[[ Document passage, beginning ]]

Lead contamination and exposure in cities is typically 3 to 4 times higher than in the suburbs and 10 times higher than in rural areas. For example, in the mid-1980’s, children living in the center of Budapest had blood lead levels of 24.8 ug/dl (microgram per deciliter) — three times higher than the 7.6 ug/dl average for suburban children. The result is that children living in the inner cities may suffer as much as a 4 point IQ loss compared to those in the suburbs.

When leaded gasoline was banned in the United States, lead exposure dissipated quickly. In 1976, when leaded gas was still used extensively, the average blood lead level for Americans was 16 ug/dl; in 1980, it dropped to around 10 ug/dl; today the level is less than 3 ug/dl.

Leaded Gas Use Increasing

Because of soaring increases in automobile use worldwide, the problems will only worsen if leaded gas continues to be used. In 1990, there were some 518 million cars and trucks worldwide. By 2010 that number will grow to 816 million, with most of the growth occurring in developing countries and Central and Eastern Europe.

Not only is automobile use increasing in developing world cities, but because urban populations typically have higher concentrations, larger numbers of people are being exposed to deadly lead pollution. Today, 1.7 billion people live in these cities — by 2025 the global urban population will double to 4 billion.

Several countries have banned all leaded gasoline, including Austria, Brazil, Canada, Colombia, Japan, Sweden, Slovakia, and the United States. With World Bank support, Thailand banned leaded gasoline in 1995 after converting its petroleum production to unleaded fuel.

[[ Document passage, end ]]

• **Try it**: Please echo the leaded gasoline passage word for word, everything from "Lead contamination and" down to "in the suburbs.".

[[ Data for review, beginning ]]

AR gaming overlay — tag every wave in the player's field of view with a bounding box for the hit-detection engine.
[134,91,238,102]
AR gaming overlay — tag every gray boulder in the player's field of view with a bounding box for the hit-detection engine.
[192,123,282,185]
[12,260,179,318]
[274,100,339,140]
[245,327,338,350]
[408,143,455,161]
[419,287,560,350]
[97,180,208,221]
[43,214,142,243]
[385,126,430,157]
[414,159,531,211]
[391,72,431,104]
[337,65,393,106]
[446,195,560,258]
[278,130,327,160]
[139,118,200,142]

[[ Data for review, end ]]

• **Written answer**:
Lead contamination and exposure in cities is typically 3 to 4 times higher than in the suburbs and 10 times higher than in rural areas. For example, in the mid-1980’s, children living in the center of Budapest had blood lead levels of 24.8 ug/dl (microgram per deciliter) — three times higher than the 7.6 ug/dl average for suburban children. The result is that children living in the inner cities may suffer as much as a 4 point IQ loss compared to those in the suburbs.